• _Work required_
Quote every body paragraph of the blog post about the smile left behind that is made up of a single sentence.

• _Passage provided_

Tuesday, 22 July 2014

The Smile left Behind


Any Cheshire cat can do it, but can you? Imagine dying—leaving your temporal body, and whoever met you or thought of you when you were still around, would smile. 
Not a bad heritage to leave behind.
It is an easy task, of course, for professional comedians. They make heavy money for making fun. But there is an altogether different species of man who also seldom stops laughing. They are called Zen Masters. Well, perhaps not outright laughing but a bemused expression seldom leaves their lips.
They don’t take themselves seriously.
They know that they are passers by.
On the other hand there are people who get offended easily. An inadvertent word, a misplaced complement, a causal comment, and they get offended. In the past this resulted in a duel at 3am behind the cathedral. Today that’s illegal. So instead of rapiers or épées we benefit by losing their ill-begotten, often pompous if not actually false friendship. Such people are so full of their own ego that they don’t even begin to realize how ridiculous they are.

• _Given information_
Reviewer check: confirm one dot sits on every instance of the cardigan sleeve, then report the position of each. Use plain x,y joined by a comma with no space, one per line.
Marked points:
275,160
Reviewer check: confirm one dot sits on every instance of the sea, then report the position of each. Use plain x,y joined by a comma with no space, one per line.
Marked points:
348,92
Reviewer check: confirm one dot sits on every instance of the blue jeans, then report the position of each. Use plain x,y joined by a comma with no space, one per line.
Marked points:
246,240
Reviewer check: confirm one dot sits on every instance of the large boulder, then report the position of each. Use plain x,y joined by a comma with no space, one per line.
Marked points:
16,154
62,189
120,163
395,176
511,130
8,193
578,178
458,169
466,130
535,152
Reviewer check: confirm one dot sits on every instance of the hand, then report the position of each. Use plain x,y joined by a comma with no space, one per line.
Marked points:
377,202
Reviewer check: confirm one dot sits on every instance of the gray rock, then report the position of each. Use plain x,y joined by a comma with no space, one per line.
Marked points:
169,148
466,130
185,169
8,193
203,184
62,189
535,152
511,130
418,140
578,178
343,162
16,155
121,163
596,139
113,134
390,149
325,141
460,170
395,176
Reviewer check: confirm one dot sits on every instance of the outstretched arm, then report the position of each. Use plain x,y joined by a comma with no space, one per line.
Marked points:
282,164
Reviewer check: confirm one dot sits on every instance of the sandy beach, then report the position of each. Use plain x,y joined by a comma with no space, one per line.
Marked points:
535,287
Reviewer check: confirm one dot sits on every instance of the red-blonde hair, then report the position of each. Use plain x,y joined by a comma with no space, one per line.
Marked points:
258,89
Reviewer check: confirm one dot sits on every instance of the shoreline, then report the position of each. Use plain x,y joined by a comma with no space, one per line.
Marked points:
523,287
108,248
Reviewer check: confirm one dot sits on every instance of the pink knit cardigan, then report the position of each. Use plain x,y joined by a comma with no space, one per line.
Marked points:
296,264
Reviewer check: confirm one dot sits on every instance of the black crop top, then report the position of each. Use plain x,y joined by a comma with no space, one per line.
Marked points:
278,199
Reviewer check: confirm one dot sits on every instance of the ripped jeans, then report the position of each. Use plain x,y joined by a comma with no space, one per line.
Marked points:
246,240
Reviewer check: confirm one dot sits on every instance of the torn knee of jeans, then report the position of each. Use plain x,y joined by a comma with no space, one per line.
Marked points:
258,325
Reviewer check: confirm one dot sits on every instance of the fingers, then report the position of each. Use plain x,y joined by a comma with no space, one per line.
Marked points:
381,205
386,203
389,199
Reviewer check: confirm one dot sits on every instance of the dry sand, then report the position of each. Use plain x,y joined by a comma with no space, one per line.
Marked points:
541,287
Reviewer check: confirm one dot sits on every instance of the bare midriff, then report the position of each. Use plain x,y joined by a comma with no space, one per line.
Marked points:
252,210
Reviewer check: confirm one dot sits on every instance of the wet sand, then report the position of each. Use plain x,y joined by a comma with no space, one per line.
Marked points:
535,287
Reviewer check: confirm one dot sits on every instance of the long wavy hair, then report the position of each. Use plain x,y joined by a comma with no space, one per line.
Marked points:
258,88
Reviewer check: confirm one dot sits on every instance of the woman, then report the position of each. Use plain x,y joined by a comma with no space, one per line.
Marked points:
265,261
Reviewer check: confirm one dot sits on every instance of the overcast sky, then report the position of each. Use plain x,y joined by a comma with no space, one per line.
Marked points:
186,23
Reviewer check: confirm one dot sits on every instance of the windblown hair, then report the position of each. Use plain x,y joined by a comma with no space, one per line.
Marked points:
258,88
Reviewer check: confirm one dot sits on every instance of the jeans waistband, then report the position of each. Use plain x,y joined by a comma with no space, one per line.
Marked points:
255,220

• _The response_
- Not a bad heritage to leave behind.
- They don’t take themselves seriously.
- They know that they are passers by.